_Selected text_
Unplug & Recharge//

This Is How Many Solitary Minutes You Need to Reset Your Overstimulated Brain

It's not as many as you might think.

Courtesy of Marie Maerz / Shutterstock
Courtesy of Marie Maerz / Shutterstock

For some of us, the idea of being alone with ourselves scares us more than any other challenge we’ll face in our life. Solitude scares us so much that we prefer to be out doing something instead of sitting in solitude doing nothing, even if that something causes us pain. In a recent (depressing) study, psychologists found that when given a choice, people would prefer to shock themselves with electricity as opposed to sitting alone with their own thoughts.

Technology allows us to escape our troubled minds more easily than ever. With our smart devices attached to our hands and ears, we never need to be alone with no one to talk to and nothing to do. There will always be some app to converse with or a person to call.

But a new study in Personality and Social Psychology Bulletin finds that solitude away from devices and people is a necessary and healthy way to recharge and reset our overstimulated brains.

Study: 15 minutes of alone time is enough to deactivate your stressful emotions

Student participants in the “Solitude as an Approach to Affective Self-Regulation” study were split up into two groups: those who got to talk to a researcher about their studies and those who were told to sit away from their electronic devices and do nothing for 15 minutes. Although the students who talked to the researcher experienced no changes, the ones in solitude experienced significant decreases in positive and negative feelings like excitement, anger, and anxiety.

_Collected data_
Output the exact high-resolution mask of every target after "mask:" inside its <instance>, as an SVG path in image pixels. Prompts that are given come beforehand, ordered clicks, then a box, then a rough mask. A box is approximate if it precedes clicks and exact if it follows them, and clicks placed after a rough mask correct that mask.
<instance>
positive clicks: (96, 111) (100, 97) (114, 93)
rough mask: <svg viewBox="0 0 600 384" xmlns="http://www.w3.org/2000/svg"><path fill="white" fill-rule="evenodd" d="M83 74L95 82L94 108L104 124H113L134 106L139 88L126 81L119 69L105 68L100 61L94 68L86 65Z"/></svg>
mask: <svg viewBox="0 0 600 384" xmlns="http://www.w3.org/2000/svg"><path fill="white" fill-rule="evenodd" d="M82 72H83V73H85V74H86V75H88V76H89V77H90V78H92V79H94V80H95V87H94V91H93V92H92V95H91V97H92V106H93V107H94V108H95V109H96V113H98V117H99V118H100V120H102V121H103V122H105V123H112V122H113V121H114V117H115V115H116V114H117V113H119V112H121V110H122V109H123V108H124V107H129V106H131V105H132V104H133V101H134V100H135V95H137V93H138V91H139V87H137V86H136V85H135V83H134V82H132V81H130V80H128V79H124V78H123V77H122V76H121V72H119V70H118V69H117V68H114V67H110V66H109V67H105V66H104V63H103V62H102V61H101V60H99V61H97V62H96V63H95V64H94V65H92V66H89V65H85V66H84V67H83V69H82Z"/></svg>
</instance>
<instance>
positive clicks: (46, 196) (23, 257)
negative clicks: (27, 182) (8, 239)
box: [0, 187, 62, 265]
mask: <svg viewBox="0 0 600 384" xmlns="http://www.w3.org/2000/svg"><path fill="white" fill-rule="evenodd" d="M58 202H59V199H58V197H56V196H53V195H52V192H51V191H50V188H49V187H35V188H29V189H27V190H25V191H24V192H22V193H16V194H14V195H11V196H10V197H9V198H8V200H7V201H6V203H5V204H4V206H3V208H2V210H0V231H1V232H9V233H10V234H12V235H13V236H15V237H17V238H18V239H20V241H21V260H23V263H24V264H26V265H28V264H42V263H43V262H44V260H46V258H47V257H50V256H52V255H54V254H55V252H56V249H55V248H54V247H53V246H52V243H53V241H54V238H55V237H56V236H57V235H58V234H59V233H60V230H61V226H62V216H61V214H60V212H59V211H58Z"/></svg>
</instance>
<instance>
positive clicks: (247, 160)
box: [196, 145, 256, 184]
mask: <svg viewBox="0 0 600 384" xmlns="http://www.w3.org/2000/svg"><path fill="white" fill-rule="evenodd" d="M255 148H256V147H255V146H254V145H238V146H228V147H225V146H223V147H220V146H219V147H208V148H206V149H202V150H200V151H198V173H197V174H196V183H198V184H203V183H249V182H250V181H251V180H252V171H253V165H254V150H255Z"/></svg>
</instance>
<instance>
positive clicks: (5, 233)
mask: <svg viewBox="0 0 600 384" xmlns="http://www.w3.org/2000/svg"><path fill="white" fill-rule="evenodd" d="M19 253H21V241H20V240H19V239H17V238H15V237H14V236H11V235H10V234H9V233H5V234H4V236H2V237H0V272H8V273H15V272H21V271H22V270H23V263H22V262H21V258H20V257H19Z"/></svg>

_Exercise 1_
In which journal was the new study described in the article on solitude published?
_Exercise 2_
Say whether each statement agrees with the article on solitude. Answer yes or no for each, and quote the words from the article that decide it.
(a) In an earlier study, people chose to shock themselves with electricity rather than sit alone with their thoughts.
(b) Students who talked to a researcher reported less anxiety afterward.
(c) Students who sat in solitude felt more excitement afterward.
_Exercise 3_
Write the next part of the article on solitude, starting after its final sentence.
The records play no part in what is asked here.

_Response 1_
Personality and Social Psychology Bulletin

_Response 2_
(a) Yes: "people would prefer to shock themselves with electricity as opposed to sitting alone with their own thoughts"
(b) No: "the students who talked to the researcher experienced no changes"
(c) No: "the ones in solitude experienced significant decreases in positive and negative feelings like excitement, anger, and anxiety"

_Response 3_
What you can do

If you need to reset your emotions, go somewhere where you can be alone.

“The set of studies thus suggested that people can use solitude, or other variations on being alone, to regulate their affective states, becoming quiet after excitement, calm after an angry episode, or centered and peaceful when desired,” the study concluded.

Having the intensity of negative emotions decrease is good, but how can people enjoy their solitude more, so that they can be calm and peaceful without being more lonely?

It starts with seeing solitude as an opportunity.

When you see the option to be alone as a choice, as opposed to a life sentence, that affects how your brain sees your time alone. Researchers found that participants would report feeling less lonely and calmer when they actively chose to be alone.

So, next time you feel yourself getting overwhelmed with emotions, turn off your phone and walk away from your chatty colleagues. It may be the small yet impactful breather you need to keep going.

This post originally appeared on The Ladders.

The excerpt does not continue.